-- YOUR GOAL --
Return each entry exactly, omitting nothing.
START LISTED ENTRIES
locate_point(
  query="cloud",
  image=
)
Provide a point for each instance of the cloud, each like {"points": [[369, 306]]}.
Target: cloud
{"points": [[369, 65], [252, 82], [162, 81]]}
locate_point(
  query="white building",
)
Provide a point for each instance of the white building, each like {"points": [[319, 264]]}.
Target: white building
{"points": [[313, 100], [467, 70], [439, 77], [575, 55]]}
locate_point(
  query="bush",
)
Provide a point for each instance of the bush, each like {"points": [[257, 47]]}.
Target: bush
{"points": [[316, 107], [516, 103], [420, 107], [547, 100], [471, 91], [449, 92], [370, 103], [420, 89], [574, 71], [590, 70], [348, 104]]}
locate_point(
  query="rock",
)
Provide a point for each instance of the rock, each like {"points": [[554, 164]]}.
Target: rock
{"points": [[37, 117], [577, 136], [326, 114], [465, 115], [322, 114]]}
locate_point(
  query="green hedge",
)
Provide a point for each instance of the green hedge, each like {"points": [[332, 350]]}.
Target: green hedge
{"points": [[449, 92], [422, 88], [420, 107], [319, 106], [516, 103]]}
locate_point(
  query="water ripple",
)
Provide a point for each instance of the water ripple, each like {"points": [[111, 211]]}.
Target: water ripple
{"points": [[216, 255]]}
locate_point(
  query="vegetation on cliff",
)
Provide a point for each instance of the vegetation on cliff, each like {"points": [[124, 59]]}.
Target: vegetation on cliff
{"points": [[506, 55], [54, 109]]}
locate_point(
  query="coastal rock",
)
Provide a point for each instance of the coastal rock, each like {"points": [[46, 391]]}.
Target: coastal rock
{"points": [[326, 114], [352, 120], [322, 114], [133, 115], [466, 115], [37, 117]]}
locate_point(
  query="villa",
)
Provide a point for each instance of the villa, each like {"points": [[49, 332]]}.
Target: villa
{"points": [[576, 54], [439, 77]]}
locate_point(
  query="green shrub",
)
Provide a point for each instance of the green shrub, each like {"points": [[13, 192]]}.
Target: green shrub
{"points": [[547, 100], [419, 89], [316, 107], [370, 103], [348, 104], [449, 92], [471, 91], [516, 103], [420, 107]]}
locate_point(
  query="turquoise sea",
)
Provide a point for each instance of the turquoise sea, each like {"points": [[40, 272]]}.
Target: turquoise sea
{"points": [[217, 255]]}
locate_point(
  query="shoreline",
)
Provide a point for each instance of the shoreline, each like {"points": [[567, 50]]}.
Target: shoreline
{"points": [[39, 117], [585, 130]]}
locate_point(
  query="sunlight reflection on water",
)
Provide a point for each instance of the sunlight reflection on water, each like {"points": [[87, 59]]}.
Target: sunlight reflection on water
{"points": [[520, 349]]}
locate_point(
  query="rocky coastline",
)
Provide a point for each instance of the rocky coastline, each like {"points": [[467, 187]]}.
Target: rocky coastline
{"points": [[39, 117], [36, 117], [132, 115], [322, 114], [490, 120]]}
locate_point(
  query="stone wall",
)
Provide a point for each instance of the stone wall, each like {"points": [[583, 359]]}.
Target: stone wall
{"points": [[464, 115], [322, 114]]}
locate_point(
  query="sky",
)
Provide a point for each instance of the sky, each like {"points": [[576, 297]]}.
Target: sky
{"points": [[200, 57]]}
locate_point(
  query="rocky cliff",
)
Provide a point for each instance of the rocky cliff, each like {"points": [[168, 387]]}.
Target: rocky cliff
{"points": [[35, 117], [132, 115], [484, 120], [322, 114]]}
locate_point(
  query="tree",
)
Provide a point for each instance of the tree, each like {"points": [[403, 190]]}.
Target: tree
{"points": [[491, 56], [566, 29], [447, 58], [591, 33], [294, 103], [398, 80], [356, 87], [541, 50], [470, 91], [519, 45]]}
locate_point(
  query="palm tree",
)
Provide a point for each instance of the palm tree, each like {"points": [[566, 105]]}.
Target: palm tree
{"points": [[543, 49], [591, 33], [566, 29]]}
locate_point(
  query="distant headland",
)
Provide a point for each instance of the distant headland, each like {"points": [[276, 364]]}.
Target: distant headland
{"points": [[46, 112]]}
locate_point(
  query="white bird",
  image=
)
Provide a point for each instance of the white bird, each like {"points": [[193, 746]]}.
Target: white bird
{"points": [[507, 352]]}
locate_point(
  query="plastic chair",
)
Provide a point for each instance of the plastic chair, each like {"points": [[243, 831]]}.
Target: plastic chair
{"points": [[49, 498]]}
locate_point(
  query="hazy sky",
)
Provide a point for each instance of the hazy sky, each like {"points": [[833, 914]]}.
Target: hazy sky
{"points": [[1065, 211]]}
END LISTED ENTRIES
-- SOLUTION BELOW --
locate_point(
  query="cloud",
  image=
)
Provide a point for each instance of the cloud, each like {"points": [[369, 306]]}.
Target: cloud
{"points": [[369, 65], [252, 82], [162, 81]]}
locate_point(
  query="white building",
)
Provide a point for each instance of the white building, each like {"points": [[319, 264]]}.
Target: white building
{"points": [[313, 100], [467, 70], [439, 77], [575, 55]]}
locate_point(
  query="bush",
)
Provide a point for each instance of the bush, each like {"points": [[257, 47]]}.
Target: bush
{"points": [[316, 107], [516, 103], [420, 107], [547, 100], [471, 91], [449, 92], [370, 103], [420, 89], [574, 71], [590, 70], [348, 104]]}
locate_point(
  query="rock",
)
Provide a point for each instance of the rock, each like {"points": [[554, 164]]}.
Target: rock
{"points": [[37, 117], [577, 136], [326, 114], [465, 115], [322, 114]]}
locate_point(
  query="green hedge",
)
Provide a point for each instance of the green hedge, each like {"points": [[332, 350]]}.
Target: green hedge
{"points": [[449, 92], [422, 88], [420, 107], [319, 106], [516, 103]]}
locate_point(
  query="water ripple",
)
Provide a point for each instance of the water ripple, each like {"points": [[111, 211]]}.
Target: water ripple
{"points": [[216, 255]]}
locate_point(
  query="vegetation on cliff",
)
Provide a point for each instance of the vegetation on cliff, each like {"points": [[124, 59]]}.
Target: vegetation on cliff
{"points": [[506, 55], [54, 109]]}
locate_point(
  query="coastal rock",
)
Provide a point for each instance of the coastal rock, each like {"points": [[46, 391]]}.
Target: coastal rock
{"points": [[326, 114], [352, 120], [322, 114], [133, 115], [466, 115], [37, 117]]}
locate_point(
  query="villa",
)
Provide a point for each instance of the villa, each like {"points": [[49, 332]]}.
Target: villa
{"points": [[576, 54], [439, 77]]}
locate_point(
  query="green shrub",
)
Provide a point for each instance of the green shrub, each like {"points": [[13, 192]]}.
Target: green shrub
{"points": [[547, 100], [419, 89], [316, 107], [370, 103], [348, 104], [449, 92], [471, 91], [516, 103], [420, 107]]}
locate_point(
  query="turquoise sea",
)
Provide a point for each instance of the turquoise sea, each like {"points": [[40, 272]]}.
Target: turquoise sea
{"points": [[217, 255]]}
locate_point(
  query="shoreline",
)
Provide a point for each instance of the shoreline, each like {"points": [[567, 50]]}.
Target: shoreline
{"points": [[39, 117], [585, 130]]}
locate_point(
  query="sunlight reflection on water",
)
Provide a point for each instance of the sunlight reflection on water, each like {"points": [[87, 59]]}.
Target: sunlight reflection on water
{"points": [[520, 349]]}
locate_point(
  query="rocky coastline",
)
Provide a point for each instance of the rocky coastline, each like {"points": [[467, 187]]}.
Target: rocky coastline
{"points": [[39, 117], [36, 117], [132, 115], [322, 114], [490, 120]]}
locate_point(
  query="stone wall",
)
Provide a point for each instance of the stone wall, each like {"points": [[583, 359]]}.
Target: stone wall
{"points": [[464, 115], [322, 114]]}
locate_point(
  query="sky",
)
Provide a point for each instance of the sky, each like {"points": [[576, 297]]}.
Target: sky
{"points": [[200, 57]]}
locate_point(
  query="rocky cliff",
)
Provide a point for each instance of the rocky cliff, each like {"points": [[168, 387]]}.
Target: rocky cliff
{"points": [[35, 117], [132, 115], [484, 120], [322, 114]]}
locate_point(
  query="tree",
)
Provide a point for each instance of the tree, each like {"points": [[403, 190]]}.
Target: tree
{"points": [[491, 56], [566, 29], [447, 58], [591, 33], [294, 103], [398, 80], [356, 87], [541, 50], [470, 91], [519, 45]]}
locate_point(
  query="palm tree",
)
Provide a point for each instance of the palm tree, each like {"points": [[566, 105]]}.
Target: palm tree
{"points": [[543, 49], [591, 33], [566, 29]]}
locate_point(
  query="distant headland",
)
Provide a point for each instance of the distant headland, each like {"points": [[276, 364]]}.
Target: distant headland
{"points": [[46, 112]]}
locate_point(
  query="white bird",
  image=
)
Provide a point for each instance of the white bird, each like {"points": [[193, 746]]}.
Target: white bird
{"points": [[507, 352]]}
locate_point(
  query="plastic chair",
)
Provide a point for each instance of the plastic chair, each like {"points": [[243, 831]]}.
Target: plastic chair
{"points": [[49, 498]]}
locate_point(
  query="hazy sky",
)
Provide a point for each instance of the hazy sky, each like {"points": [[833, 914]]}.
Target: hazy sky
{"points": [[1065, 211]]}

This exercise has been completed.